- Exercise passage:
▶
    THAT is why the man said they need something to nudge them in the right direction. They’re looking for a lead on how the universe was made. That they learn they were wrong means they’re trying.

  10. In physics research, when the data contradict the theory, the theory is wrong.
    In climate research, when the data contradict the theory, the data are wrong.

  11. Different types of models. The climate “models” are essentially computer simulations that rely on hypotheses and data to predict future climate states. The performance of the model (vis-a-vis actual climate) is not used to test or question the hypotheses–just to generate scary climate scenarios to attract attention and funding. Physics models are hypothesized constructs used to conceptualize reality that are designed and put forward as testable and falsifiable. The models help design experiments that yield useful information about reality. Good models help science advance and really good models have enough predictive accuracy to enable effective engineering.

  12. “a vital role in creation of the universe” Perhaps by Higgs Boson, scientists mean a Creator who must not be named but if you were dyslexic you might call him doG.

  13. I recently saw a TV program on experimental work in physics being done in an abandoned mine in Sudbury, looking for some nanoparticles the name of which escapes me at the moment. The equipment was very involved and was costing millions to run and maintain; by the end of the program no one indicated whether or not they had ever detected these particles for all that effort.

  14. Sorry, but that’s a bad analogy.
    Tweet!!
    15 yard penalty to Imethisguy for piling on.

  15. Mike McCormick at August 23, 2011 4:02 PM
    I am a dyslexic, and have a lot more colorfull name for THAT magician:-))))
    Dennis at August 23, 2011 4:59 PM
    the particle of which you speak has been proven to exist, and the japankneez have determind that this paricle is massive (has mass), problem is that “mass” has not been proven to exist:-))))

  16. “All we really need to know about models, we learned in climate science. ”
    What an absurd statement. You cannot possibly be comparing physics science models to climate(pseudo science) models are you? WTF

  17. “I recently saw a TV program on experimental work in physics being done in an abandoned mine in Sudbury, looking for some nanoparticles the name of which escapes me at the moment. The equipment was very involved and was costing millions to run and maintain; by the end of the program no one indicated whether or not they had ever detected these particles for all that effort.”
    Neutrinos, not “nano-particles”. And we first directly observed neutrinos back in the 1950’s – the first guys to do it even got a Nobel prize. But I’m sure it’s just a conspiracy by scientists to get more funding and impose their immoral ideology on us good conservative folk.

  18. Yup. Those folks know their statistics, and can be pretty sure when
    they haven’t seen something. And if an idea is wrong, it is wrong.
◀
Extracted data entries:
▶
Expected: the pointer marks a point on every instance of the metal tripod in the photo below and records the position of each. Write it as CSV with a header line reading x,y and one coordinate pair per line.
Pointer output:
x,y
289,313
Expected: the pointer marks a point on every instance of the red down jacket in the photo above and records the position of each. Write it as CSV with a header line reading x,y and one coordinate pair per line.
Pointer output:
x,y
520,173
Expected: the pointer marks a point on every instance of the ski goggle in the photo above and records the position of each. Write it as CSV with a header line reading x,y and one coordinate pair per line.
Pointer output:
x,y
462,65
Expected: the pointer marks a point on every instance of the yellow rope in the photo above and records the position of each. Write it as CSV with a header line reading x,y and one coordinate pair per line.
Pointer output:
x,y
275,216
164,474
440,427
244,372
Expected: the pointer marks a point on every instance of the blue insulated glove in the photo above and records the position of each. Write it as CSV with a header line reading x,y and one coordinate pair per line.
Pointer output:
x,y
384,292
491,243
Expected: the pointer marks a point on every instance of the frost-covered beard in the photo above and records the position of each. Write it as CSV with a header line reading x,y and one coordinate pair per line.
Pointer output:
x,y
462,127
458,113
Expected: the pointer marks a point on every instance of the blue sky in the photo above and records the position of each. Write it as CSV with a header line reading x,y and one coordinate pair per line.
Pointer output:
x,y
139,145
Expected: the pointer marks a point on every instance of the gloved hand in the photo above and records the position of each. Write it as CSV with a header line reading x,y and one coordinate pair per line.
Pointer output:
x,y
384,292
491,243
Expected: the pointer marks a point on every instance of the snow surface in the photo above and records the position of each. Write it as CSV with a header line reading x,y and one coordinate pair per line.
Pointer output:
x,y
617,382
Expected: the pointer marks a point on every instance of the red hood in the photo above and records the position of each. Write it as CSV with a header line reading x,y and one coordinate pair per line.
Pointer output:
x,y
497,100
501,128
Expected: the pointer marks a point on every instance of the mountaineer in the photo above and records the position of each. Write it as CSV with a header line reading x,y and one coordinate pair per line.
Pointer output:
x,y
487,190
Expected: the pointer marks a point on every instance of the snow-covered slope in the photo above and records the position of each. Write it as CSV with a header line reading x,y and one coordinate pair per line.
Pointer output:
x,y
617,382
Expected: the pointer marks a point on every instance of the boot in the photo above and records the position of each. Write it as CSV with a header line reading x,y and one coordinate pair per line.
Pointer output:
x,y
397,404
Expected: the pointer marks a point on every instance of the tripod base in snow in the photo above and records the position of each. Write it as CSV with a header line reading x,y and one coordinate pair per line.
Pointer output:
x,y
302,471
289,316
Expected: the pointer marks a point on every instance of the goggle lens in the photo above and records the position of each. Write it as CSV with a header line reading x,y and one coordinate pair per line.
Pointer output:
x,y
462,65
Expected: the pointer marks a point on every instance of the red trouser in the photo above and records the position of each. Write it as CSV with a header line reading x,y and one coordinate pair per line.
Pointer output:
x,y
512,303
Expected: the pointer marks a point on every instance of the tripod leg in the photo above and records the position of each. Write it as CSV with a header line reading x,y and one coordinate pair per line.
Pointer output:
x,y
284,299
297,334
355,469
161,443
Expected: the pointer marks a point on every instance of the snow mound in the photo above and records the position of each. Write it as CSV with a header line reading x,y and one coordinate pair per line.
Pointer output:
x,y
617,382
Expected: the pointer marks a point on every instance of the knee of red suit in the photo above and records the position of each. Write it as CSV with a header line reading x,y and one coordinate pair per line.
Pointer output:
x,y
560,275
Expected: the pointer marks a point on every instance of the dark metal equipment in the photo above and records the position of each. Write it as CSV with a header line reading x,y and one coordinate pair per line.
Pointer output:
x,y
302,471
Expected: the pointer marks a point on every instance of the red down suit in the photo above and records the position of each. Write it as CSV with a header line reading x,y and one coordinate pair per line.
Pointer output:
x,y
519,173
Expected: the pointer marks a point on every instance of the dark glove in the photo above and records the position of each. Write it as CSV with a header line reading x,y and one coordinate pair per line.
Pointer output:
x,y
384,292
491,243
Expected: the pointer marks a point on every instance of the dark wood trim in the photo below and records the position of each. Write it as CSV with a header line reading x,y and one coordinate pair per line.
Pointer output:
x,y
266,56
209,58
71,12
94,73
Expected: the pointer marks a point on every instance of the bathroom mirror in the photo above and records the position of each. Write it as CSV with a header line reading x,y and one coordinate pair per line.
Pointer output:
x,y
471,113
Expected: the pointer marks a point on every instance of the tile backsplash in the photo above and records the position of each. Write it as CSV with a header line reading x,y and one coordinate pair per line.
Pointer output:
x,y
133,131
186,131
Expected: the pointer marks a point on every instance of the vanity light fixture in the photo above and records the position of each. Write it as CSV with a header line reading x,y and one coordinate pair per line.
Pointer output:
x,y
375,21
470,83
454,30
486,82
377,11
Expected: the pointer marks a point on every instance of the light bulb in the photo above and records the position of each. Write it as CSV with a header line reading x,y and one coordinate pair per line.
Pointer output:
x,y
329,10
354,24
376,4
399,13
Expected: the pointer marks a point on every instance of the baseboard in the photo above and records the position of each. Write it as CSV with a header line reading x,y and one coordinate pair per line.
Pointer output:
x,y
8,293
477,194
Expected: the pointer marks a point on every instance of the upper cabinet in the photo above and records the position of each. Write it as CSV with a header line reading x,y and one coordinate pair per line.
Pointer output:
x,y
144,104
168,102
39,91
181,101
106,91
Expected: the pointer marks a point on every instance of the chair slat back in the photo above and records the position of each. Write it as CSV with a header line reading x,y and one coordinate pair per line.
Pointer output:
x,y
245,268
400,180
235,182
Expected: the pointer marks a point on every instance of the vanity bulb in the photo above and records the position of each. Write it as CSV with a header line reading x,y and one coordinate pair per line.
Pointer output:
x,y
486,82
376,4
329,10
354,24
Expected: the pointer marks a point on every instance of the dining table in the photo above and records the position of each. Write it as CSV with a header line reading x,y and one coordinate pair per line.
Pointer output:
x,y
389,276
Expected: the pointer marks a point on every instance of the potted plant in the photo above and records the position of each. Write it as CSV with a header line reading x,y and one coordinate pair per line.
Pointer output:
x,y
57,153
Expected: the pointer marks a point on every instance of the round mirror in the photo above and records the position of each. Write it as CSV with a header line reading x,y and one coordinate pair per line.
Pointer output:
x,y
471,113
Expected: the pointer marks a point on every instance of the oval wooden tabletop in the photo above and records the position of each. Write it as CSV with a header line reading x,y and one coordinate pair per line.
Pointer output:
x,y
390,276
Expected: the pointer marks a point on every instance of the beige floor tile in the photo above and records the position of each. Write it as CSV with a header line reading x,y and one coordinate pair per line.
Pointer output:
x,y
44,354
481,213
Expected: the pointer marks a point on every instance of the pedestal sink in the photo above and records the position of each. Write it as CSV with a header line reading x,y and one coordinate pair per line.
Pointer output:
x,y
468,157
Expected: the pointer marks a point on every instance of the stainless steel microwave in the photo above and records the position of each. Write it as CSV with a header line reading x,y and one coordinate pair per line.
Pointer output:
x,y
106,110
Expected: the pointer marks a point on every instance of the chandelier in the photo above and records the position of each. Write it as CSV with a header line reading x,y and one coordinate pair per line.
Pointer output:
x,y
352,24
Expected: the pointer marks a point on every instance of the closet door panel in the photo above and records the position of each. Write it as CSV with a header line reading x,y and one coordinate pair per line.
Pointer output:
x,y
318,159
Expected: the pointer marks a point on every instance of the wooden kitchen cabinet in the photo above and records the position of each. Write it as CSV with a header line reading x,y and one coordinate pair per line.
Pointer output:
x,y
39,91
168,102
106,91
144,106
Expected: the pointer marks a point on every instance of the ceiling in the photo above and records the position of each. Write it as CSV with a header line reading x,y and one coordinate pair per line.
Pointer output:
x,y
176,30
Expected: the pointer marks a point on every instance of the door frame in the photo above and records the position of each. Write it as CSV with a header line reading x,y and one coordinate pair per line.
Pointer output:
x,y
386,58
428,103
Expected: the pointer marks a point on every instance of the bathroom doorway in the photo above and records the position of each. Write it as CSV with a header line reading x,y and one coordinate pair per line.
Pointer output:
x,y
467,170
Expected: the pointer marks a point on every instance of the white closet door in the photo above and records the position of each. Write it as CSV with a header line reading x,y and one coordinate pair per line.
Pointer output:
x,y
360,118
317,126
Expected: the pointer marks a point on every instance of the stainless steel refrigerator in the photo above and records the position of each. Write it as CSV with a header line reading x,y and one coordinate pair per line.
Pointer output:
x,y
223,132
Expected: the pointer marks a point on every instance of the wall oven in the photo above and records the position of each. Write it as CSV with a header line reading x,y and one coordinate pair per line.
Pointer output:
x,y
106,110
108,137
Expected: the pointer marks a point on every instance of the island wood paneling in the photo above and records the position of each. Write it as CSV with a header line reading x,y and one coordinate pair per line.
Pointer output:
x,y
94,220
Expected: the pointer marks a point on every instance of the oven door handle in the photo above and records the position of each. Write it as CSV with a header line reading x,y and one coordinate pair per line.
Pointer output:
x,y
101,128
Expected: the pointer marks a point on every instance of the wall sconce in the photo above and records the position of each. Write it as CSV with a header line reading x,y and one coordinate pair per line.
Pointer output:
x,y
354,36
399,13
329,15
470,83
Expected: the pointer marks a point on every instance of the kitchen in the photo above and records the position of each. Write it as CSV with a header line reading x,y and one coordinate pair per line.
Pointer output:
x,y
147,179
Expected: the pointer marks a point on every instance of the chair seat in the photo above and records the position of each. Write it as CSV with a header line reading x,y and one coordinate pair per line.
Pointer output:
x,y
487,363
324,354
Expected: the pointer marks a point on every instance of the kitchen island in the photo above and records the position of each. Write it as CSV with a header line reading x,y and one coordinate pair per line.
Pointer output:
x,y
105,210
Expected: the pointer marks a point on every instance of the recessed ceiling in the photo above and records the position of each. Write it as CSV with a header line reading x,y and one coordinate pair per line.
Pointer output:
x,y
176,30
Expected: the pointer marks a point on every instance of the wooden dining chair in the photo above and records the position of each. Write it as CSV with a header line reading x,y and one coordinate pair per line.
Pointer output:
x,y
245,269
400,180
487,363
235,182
◀
- Assignment 1:
Using the comment thread, say whether each statement agrees with it. Answer yes or no and quote the deciding words. (a) The Sudbury equipment cost millions to run and maintain. (b) Neutrinos were first directly observed in the 1970s. (c) Physics models are put forward as testable and falsifiable.
- Assignment 2:
Extract the passage of the comment thread starting at "14. Sorry, but" and ending at "for THAT magician:-))))".
These entries have no connection to the comment thread.

- Answer section 1:
(a) Yes: "was costing millions to run and maintain"
(b) No: "we first directly observed neutrinos back in the 1950’s"
(c) Yes: "designed and put forward as testable and falsifiable"

- Answer section 2:
14. Sorry, but that’s a bad analogy.
    Tweet!!
    15 yard penalty to Imethisguy for piling on.

  15. Mike McCormick at August 23, 2011 4:02 PM
    I am a dyslexic, and have a lot more colorfull name for THAT magician:-))))